DATASET CONTENT:

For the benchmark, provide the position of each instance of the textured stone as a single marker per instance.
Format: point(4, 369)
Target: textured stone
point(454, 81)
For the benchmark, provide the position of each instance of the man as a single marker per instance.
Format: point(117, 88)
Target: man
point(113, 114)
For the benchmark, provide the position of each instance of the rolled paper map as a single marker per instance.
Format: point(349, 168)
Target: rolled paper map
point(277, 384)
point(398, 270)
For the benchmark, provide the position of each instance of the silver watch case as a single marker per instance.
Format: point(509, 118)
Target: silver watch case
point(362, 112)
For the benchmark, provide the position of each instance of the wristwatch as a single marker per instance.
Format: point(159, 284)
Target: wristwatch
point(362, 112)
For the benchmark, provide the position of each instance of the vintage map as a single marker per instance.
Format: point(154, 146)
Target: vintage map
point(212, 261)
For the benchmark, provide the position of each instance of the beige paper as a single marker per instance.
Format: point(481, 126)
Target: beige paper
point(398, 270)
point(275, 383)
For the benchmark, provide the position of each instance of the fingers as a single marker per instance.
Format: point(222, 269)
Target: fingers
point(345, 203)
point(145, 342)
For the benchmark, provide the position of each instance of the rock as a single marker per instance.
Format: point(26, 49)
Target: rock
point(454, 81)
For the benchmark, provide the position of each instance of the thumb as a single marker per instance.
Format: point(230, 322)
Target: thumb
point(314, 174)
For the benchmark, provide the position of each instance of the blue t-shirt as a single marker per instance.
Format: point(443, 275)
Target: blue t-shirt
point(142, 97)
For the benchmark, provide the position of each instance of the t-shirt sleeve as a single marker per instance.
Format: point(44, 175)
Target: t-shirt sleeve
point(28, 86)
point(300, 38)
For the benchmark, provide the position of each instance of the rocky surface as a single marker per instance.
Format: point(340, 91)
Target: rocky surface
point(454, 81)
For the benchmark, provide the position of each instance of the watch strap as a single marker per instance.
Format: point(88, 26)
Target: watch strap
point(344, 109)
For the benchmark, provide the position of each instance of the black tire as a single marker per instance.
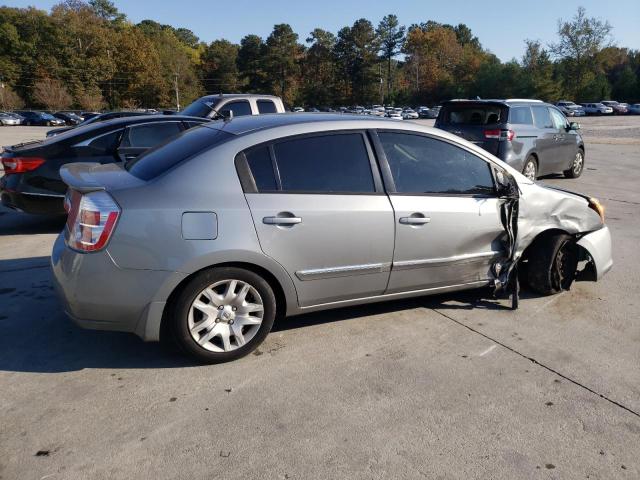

THE REQUEST: Please give the data again from its first line through the line containing "point(113, 114)", substituting "rough stone" for every "textured stone" and leaving everything else unchanged.

FINISHED ANSWER:
For the benchmark, provide the position of each instance of the rough stone as a single marker per instance.
Format: point(4, 369)
Target: rough stone
point(454, 81)
For the benchmark, provide the position of each instance of the man as a single marker per instance.
Format: point(117, 88)
Target: man
point(113, 114)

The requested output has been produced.